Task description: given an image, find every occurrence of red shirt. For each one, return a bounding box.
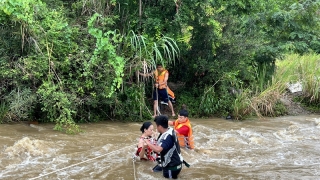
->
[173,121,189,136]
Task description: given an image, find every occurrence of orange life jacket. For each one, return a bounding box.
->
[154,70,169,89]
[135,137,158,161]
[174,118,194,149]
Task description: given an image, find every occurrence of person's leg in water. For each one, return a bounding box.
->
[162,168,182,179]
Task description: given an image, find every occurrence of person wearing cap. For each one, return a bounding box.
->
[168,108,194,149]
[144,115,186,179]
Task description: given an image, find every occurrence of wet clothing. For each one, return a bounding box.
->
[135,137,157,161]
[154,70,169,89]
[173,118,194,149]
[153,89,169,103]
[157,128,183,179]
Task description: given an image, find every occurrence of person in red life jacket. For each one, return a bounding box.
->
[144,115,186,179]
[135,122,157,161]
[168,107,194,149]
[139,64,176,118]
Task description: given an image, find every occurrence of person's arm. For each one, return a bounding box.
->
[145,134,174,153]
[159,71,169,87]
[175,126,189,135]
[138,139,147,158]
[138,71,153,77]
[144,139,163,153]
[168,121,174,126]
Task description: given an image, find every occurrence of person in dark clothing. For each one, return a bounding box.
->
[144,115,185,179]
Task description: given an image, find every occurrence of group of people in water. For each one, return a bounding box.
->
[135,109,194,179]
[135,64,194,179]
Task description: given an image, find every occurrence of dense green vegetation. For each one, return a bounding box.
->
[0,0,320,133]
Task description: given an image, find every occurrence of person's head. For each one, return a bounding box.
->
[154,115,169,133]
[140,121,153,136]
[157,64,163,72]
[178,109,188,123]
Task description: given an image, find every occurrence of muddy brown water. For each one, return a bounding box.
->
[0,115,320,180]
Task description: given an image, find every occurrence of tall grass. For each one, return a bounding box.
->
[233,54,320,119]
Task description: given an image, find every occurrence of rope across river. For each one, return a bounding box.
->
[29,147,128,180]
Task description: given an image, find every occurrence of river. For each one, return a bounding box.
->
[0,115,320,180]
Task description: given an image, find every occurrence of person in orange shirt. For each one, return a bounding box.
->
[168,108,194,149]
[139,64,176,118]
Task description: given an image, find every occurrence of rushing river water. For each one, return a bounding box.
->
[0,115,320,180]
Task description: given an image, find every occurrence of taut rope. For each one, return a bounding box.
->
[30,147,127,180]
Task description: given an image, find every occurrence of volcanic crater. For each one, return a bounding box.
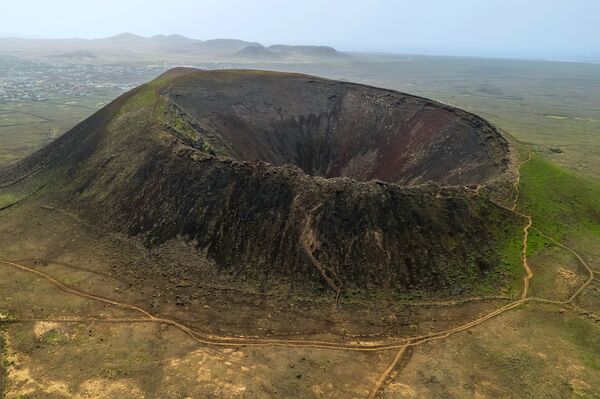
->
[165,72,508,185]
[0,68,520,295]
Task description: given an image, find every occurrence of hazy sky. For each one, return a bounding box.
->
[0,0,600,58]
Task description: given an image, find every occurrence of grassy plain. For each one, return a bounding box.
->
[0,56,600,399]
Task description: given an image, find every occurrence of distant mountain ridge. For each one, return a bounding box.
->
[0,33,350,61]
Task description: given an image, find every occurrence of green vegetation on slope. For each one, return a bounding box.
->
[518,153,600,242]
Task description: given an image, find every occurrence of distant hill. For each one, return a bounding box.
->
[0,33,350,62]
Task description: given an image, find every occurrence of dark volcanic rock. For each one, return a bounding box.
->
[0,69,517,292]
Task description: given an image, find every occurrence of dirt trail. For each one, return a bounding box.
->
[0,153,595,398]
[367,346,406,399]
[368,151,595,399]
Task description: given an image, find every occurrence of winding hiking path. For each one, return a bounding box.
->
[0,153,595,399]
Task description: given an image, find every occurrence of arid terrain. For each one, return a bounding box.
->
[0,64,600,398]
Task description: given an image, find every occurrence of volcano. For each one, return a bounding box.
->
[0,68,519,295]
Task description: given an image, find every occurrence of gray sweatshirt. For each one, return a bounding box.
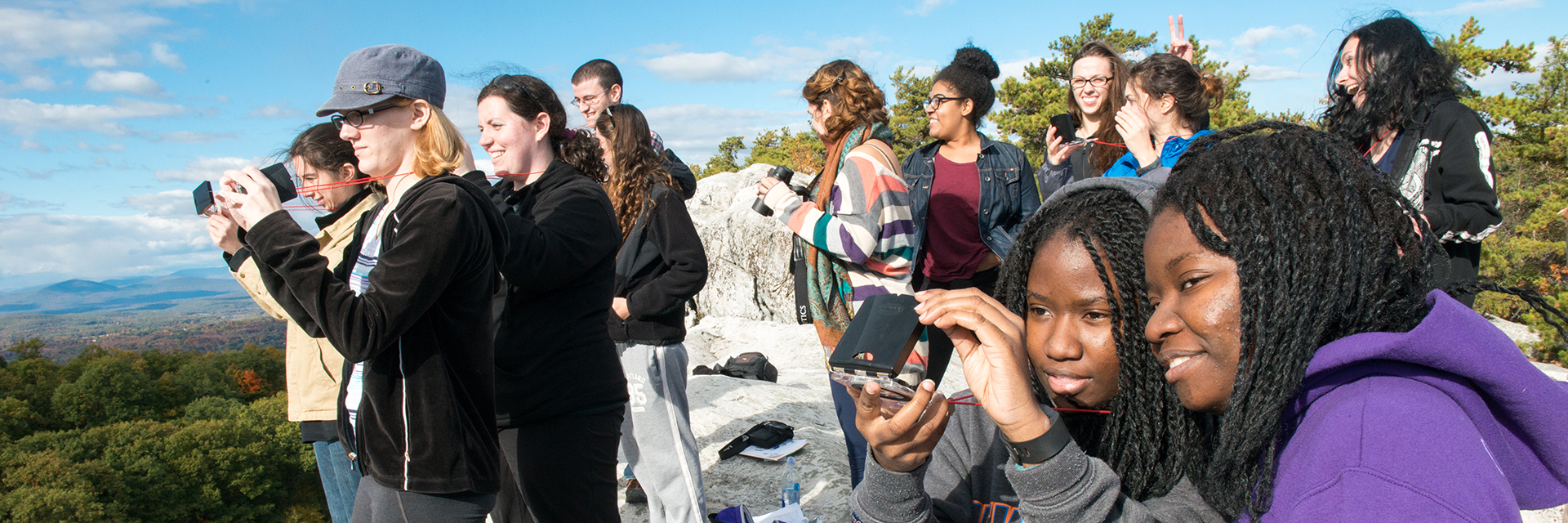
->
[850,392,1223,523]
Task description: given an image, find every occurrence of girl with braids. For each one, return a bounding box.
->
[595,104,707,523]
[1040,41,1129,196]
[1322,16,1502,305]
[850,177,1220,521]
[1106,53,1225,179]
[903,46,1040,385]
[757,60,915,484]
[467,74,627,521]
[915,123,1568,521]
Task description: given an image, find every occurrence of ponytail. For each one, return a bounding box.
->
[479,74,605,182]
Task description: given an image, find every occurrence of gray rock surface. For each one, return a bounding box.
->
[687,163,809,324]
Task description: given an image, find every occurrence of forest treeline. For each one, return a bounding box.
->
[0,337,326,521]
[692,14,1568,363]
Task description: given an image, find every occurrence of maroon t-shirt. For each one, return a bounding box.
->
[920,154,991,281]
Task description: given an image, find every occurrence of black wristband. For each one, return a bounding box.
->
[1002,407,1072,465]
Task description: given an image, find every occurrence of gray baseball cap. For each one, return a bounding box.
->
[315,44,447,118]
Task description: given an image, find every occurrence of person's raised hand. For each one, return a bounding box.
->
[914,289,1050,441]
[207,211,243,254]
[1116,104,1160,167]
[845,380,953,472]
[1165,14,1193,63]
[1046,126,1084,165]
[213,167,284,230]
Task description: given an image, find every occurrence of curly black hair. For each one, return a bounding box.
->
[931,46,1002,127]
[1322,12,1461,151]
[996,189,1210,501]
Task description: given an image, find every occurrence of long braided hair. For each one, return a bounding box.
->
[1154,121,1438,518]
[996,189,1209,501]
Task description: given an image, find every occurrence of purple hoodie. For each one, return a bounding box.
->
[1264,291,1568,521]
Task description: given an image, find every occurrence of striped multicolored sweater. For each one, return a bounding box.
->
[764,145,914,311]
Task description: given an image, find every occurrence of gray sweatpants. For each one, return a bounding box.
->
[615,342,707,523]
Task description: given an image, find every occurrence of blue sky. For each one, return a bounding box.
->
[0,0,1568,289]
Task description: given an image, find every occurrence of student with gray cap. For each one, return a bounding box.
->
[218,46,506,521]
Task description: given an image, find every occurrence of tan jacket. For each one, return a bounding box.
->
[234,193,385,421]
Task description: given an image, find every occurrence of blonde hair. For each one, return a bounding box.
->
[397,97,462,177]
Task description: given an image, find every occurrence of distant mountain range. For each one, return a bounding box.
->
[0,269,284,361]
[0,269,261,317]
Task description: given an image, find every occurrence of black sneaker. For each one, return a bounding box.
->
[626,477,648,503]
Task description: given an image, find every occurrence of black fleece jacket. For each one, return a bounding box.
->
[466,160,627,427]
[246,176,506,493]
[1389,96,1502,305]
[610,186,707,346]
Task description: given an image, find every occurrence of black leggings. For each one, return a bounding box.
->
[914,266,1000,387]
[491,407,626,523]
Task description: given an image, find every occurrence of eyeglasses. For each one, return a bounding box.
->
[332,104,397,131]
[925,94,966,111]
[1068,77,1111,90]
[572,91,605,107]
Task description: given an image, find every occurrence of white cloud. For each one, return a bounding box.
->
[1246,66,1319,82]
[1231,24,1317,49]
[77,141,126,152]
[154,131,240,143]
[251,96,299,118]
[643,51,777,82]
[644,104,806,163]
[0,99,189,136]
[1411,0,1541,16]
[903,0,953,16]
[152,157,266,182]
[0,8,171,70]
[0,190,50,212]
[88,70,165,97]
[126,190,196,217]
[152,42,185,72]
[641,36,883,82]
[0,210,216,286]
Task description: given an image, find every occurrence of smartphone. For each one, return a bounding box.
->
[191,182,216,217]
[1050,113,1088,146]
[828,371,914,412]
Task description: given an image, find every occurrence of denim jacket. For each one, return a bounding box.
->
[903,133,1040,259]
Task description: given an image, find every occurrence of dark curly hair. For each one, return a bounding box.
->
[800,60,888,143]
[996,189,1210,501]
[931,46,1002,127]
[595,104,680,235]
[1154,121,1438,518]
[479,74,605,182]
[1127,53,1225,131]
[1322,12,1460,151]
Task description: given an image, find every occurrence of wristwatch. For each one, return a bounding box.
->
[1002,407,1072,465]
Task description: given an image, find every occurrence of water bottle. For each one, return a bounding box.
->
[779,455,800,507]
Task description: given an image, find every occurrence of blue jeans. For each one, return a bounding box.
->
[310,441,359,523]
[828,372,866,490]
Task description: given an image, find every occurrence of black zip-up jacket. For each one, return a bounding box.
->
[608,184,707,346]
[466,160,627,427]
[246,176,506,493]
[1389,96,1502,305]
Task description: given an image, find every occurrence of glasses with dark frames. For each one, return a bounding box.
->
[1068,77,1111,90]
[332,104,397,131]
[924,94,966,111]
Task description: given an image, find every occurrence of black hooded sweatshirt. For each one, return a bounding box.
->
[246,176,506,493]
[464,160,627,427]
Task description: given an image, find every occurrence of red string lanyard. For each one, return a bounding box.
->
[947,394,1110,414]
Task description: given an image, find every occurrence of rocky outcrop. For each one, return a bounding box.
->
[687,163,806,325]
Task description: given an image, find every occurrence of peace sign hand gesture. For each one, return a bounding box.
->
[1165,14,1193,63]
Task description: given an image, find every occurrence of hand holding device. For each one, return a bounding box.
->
━━━━━━
• [Do this]: Reproduce the items from the line with "Task description: given an image, find every occurrence of hazy" to the line with "[0,64,600,398]", both lines included, substituting "faraway" for each occurrence of "distant". Leave all other text unchanged.

• [Answer]:
Task description: given an image, find every occurrence of hazy sky. For each one, return a bounding box.
->
[0,0,600,58]
Task description: given an image, find every occurrence of grassy plain. For each one, return a bounding box.
->
[0,56,600,399]
Task description: given an image, find every occurrence of faraway mountain ridge. For each one, return a bounding box.
->
[0,33,350,61]
Task description: given an image, find every occurrence of green vegetation on slope. For each one, return a bounding box.
->
[518,153,600,242]
Task description: given an image, find every occurrence of faraway hill. For each one, return a bounding box.
->
[0,33,350,62]
Task description: given an image, find every occurrence of dark volcanic rock. For each one, return a bounding box.
->
[0,69,517,292]
Task description: given an image, find every occurrence of dirt trail. For each one, return a bounding box.
->
[0,153,595,398]
[367,346,406,399]
[368,151,595,399]
Task description: given an image, find every occurrence of winding hiking path. For each one, return a bounding box.
->
[0,153,595,399]
Task description: given an image, find every occurrence of arid terrain. For each one, return a bounding box.
->
[0,64,600,398]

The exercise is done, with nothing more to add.